-- Task --
Reproduce the stretch of the records from the line containing "Give the mask of every instance of the stone" through the line containing "67), (94, 67)]]", both ends included, and nothing else.

-- BEGIN Entries shown --

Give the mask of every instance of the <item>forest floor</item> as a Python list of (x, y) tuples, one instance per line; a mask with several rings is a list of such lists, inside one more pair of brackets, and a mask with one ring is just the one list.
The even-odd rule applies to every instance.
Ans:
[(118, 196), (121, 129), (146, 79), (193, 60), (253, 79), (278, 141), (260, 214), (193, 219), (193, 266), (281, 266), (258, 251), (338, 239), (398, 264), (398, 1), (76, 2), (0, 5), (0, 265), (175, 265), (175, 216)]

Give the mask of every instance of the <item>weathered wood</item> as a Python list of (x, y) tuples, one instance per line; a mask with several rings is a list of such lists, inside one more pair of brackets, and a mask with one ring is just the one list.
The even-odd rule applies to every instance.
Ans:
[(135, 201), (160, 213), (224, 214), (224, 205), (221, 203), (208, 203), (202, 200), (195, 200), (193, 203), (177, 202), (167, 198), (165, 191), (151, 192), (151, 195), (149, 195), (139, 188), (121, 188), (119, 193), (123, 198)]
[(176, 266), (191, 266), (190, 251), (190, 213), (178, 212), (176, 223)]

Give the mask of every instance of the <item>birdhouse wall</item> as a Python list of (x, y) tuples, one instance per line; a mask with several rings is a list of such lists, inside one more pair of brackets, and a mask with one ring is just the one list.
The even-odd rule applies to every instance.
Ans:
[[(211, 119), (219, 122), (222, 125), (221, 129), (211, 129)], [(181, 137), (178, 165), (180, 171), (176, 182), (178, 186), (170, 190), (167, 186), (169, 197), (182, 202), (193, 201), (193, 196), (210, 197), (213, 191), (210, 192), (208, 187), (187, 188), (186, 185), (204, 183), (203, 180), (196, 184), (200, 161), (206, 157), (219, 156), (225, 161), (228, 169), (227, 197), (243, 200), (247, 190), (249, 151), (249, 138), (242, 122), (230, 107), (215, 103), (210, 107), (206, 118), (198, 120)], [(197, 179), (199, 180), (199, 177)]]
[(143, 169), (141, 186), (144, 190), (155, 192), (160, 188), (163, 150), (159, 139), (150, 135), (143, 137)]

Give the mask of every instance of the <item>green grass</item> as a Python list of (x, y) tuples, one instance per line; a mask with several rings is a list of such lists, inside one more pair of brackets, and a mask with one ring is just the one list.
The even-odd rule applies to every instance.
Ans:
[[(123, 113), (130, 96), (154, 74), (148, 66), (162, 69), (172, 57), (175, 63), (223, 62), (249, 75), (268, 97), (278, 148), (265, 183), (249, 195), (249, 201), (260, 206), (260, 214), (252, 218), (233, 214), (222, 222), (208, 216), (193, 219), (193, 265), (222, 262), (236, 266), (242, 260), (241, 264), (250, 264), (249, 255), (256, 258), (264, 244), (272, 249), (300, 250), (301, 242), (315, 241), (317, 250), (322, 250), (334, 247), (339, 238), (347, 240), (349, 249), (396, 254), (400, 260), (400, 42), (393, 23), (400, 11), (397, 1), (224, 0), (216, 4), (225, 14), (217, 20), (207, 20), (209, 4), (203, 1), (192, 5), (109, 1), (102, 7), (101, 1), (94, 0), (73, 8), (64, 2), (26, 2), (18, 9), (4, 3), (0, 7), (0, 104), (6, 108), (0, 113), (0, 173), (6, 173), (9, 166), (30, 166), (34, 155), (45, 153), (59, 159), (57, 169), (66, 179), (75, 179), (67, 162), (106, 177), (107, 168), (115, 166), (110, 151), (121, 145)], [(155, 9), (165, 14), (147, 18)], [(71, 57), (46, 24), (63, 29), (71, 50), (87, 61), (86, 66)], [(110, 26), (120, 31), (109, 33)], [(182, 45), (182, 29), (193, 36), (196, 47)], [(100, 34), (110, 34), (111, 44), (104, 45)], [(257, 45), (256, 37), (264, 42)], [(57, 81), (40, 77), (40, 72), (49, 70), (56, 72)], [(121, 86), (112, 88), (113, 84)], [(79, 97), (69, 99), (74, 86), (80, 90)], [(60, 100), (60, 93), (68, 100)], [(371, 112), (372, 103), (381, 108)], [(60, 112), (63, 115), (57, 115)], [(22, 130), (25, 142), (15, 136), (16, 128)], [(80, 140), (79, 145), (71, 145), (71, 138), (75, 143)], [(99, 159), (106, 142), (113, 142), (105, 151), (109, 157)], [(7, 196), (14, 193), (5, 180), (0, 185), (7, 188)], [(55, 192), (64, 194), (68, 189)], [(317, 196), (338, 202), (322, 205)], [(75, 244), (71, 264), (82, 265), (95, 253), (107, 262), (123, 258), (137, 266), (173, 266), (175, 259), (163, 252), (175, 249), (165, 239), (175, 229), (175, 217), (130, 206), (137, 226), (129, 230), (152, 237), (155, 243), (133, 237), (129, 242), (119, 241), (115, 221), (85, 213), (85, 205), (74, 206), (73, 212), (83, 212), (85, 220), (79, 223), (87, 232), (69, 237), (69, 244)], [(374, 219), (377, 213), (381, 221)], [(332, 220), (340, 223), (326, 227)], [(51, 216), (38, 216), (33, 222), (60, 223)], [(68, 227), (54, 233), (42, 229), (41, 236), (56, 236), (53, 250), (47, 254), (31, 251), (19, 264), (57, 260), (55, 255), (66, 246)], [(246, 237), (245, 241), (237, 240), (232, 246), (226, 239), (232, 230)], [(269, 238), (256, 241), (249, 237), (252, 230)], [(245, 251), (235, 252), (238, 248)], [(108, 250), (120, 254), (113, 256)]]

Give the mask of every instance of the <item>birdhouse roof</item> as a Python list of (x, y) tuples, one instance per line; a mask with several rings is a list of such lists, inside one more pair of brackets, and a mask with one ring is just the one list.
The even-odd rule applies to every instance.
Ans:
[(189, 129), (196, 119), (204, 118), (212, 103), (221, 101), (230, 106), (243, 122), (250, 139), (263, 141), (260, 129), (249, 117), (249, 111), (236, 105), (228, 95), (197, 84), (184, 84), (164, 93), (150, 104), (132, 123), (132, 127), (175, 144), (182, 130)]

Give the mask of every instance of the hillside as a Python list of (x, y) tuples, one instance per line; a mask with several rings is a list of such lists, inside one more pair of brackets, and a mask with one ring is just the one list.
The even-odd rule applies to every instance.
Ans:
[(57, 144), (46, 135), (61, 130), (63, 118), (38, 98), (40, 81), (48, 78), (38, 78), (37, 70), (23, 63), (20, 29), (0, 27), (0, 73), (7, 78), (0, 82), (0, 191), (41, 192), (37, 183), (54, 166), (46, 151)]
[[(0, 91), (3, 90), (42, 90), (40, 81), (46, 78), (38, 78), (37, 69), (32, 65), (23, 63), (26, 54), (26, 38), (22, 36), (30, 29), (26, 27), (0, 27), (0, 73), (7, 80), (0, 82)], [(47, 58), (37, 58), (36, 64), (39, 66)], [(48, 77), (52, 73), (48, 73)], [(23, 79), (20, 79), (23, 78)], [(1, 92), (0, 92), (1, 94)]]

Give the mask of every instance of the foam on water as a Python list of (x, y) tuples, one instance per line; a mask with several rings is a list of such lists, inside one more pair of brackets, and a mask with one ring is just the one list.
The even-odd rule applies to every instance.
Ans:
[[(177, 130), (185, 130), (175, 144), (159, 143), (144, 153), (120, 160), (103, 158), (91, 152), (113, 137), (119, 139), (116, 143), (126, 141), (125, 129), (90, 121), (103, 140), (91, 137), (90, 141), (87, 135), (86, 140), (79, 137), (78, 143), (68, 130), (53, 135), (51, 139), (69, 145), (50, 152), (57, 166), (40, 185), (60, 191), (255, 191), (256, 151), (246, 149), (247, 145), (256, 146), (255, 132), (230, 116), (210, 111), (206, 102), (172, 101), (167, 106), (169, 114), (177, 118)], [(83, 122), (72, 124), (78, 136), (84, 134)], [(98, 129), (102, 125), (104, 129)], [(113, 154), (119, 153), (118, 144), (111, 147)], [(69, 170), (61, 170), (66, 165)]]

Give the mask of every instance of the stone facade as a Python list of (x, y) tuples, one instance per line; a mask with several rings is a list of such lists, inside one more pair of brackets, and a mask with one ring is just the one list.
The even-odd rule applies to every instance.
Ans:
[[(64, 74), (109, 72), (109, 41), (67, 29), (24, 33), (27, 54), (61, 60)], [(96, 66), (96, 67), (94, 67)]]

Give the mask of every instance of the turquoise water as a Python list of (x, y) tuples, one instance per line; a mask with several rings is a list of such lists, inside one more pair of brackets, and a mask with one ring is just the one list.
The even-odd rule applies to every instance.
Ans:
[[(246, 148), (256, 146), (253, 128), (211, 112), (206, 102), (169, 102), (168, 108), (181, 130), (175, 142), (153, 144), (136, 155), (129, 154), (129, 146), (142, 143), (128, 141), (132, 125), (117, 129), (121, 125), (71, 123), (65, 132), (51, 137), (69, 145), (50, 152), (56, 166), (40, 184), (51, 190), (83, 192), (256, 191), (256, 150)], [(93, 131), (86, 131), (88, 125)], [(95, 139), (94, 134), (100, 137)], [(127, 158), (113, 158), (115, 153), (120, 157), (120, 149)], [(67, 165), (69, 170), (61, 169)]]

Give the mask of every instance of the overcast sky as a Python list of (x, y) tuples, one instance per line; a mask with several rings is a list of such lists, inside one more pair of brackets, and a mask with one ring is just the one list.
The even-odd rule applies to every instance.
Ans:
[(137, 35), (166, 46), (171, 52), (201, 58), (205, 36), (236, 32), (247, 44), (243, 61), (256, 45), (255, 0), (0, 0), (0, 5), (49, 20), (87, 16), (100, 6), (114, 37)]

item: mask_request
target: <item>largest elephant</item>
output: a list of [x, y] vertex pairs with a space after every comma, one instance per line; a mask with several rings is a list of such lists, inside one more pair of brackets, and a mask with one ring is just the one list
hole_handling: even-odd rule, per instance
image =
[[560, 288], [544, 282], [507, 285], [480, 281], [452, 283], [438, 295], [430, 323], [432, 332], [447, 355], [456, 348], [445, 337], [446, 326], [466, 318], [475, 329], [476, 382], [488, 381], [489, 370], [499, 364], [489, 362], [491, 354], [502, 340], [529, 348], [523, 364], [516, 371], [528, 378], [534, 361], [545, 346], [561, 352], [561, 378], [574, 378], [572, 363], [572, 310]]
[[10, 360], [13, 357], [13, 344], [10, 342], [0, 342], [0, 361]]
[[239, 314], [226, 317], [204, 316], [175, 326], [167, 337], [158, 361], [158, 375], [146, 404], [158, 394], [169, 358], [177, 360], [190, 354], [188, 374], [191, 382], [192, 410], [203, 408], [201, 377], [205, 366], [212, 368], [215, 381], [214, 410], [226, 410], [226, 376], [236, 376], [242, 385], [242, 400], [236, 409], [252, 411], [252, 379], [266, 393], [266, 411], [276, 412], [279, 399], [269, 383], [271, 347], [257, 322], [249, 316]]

-- END Entries shown --
-- BEGIN Entries shown --

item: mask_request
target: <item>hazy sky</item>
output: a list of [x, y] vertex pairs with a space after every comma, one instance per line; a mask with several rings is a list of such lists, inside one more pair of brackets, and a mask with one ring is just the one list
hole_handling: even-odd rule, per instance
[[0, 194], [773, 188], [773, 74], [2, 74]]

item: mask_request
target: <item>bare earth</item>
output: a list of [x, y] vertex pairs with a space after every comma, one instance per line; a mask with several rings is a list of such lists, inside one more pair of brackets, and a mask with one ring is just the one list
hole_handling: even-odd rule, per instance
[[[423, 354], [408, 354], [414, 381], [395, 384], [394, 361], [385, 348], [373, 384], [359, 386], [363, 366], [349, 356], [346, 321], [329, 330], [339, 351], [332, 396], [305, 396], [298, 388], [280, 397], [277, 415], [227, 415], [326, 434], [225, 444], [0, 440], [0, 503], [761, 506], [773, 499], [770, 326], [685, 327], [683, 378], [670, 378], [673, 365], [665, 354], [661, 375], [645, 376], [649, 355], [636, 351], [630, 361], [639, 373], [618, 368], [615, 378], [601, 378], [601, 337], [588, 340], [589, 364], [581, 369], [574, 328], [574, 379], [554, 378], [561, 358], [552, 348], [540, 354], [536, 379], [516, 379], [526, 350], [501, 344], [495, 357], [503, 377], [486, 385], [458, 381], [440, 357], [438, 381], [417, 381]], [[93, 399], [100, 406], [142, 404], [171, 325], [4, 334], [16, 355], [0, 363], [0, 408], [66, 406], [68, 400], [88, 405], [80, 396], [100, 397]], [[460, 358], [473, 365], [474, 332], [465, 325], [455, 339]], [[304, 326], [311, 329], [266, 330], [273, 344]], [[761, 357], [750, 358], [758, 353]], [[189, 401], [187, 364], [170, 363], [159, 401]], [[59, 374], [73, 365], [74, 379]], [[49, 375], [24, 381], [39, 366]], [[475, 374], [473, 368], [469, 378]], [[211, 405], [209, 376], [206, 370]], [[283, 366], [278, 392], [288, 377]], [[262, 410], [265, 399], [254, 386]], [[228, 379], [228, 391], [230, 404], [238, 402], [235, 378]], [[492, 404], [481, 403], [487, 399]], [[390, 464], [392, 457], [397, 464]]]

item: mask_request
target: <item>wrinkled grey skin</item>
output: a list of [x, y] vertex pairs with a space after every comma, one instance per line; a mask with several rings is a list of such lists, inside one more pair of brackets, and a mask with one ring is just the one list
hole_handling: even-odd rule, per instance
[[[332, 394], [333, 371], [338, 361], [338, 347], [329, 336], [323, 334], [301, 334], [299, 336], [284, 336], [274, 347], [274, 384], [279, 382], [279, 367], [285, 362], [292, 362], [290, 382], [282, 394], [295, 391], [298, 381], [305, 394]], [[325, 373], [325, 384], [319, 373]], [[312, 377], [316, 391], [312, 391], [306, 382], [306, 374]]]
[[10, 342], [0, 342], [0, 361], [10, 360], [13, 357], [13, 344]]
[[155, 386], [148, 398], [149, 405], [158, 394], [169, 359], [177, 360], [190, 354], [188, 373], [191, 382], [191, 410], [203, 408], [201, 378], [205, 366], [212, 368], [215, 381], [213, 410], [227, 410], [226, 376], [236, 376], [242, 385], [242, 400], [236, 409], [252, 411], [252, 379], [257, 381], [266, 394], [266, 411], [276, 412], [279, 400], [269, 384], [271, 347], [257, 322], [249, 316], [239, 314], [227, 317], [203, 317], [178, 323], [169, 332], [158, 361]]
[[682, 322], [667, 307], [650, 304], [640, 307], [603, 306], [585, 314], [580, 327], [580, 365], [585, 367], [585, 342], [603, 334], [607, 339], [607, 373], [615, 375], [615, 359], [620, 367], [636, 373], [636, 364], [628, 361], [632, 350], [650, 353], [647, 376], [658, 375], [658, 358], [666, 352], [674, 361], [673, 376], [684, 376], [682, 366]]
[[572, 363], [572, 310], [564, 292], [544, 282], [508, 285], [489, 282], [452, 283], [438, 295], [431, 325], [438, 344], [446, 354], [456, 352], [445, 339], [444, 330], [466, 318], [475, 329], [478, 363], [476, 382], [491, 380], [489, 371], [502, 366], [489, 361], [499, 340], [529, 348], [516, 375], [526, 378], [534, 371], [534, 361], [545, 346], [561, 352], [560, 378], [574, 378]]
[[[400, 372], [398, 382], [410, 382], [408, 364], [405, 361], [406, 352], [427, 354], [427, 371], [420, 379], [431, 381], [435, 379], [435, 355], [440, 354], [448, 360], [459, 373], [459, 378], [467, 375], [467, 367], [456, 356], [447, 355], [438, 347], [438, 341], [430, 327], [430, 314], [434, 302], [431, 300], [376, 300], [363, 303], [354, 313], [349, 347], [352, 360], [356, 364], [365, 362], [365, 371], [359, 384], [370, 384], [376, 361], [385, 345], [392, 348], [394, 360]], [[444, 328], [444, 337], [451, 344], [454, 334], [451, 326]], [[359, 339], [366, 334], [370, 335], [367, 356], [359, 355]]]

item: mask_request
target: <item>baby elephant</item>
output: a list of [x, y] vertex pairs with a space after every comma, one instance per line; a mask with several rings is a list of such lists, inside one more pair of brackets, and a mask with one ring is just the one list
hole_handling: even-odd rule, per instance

-- END Entries shown --
-- BEGIN Entries shown --

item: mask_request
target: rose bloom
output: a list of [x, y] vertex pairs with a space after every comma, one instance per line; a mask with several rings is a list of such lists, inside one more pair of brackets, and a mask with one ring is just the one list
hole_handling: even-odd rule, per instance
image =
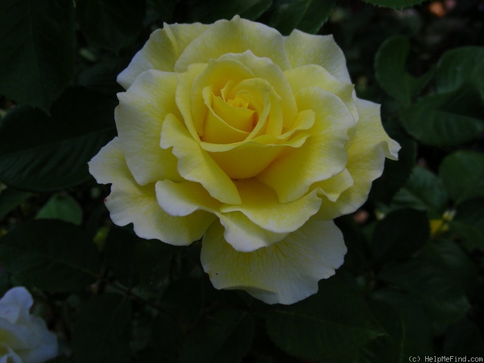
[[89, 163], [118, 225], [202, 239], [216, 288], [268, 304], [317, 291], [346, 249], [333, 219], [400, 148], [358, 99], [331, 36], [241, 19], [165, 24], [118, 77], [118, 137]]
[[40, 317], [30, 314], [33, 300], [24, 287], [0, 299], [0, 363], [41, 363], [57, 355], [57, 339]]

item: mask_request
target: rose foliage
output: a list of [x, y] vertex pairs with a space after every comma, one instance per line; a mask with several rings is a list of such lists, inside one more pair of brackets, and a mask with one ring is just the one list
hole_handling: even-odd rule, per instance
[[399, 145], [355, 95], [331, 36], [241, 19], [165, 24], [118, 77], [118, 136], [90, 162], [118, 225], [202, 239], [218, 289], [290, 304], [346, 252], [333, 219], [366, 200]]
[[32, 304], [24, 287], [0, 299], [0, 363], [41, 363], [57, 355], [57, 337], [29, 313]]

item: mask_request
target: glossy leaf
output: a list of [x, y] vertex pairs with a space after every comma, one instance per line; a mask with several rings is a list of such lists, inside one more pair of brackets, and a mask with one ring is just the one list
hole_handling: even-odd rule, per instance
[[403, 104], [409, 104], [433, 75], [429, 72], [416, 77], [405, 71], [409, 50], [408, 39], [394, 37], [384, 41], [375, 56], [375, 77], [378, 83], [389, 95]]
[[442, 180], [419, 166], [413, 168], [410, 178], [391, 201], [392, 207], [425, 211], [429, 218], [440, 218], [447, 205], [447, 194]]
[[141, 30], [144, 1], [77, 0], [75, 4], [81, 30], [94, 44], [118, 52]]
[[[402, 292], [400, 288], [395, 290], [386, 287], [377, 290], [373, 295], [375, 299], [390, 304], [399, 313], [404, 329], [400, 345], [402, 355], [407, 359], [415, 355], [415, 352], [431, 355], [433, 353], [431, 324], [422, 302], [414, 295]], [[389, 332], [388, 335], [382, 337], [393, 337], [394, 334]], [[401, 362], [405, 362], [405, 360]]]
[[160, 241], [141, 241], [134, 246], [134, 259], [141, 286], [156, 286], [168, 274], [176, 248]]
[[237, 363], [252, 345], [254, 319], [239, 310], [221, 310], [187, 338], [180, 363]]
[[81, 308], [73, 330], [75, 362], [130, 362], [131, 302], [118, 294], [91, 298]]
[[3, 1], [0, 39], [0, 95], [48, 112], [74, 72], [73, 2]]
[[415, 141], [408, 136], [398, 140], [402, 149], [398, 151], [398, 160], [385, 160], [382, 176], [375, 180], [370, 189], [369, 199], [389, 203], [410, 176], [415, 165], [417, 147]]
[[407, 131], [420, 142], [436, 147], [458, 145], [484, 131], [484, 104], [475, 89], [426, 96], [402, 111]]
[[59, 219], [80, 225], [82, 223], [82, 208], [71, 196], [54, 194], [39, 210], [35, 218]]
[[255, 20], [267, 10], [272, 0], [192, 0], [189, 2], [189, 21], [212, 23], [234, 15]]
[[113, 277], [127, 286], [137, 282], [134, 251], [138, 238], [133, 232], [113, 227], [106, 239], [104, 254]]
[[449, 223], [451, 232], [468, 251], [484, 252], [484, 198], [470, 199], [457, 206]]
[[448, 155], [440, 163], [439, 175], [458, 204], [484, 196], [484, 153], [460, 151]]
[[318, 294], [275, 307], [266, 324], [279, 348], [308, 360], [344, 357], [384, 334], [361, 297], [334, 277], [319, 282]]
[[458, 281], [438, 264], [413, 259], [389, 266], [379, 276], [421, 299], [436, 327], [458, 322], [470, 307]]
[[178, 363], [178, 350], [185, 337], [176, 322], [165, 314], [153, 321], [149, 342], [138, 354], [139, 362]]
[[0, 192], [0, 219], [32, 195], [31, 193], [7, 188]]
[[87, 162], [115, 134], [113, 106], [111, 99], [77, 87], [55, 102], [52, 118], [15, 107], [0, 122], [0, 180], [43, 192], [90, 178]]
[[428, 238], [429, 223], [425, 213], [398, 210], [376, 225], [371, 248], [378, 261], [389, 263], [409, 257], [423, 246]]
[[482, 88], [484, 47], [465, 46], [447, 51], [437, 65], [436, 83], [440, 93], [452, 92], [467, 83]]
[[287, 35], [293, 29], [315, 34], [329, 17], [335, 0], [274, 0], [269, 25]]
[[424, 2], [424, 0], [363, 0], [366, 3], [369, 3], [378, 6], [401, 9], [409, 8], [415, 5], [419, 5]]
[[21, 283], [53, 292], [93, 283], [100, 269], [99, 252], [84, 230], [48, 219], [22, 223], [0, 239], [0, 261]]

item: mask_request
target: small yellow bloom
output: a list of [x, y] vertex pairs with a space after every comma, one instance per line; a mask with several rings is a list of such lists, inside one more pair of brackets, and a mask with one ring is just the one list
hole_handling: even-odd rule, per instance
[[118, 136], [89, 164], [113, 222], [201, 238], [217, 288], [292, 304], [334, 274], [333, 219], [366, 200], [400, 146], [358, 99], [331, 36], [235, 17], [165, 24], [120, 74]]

-- END Entries shown --

-- Answer below --
Give the mask of every instance of the stone facade as a Python list of (x, y) tuples, one instance per line; a mask with several rings is a list of such lists, inside one more pair of brackets, and a mask with one ring is just the one list.
The even-odd rule applies to every instance.
Ans:
[[(64, 74), (109, 72), (109, 41), (67, 29), (24, 33), (27, 54), (61, 60)], [(96, 66), (96, 67), (94, 67)]]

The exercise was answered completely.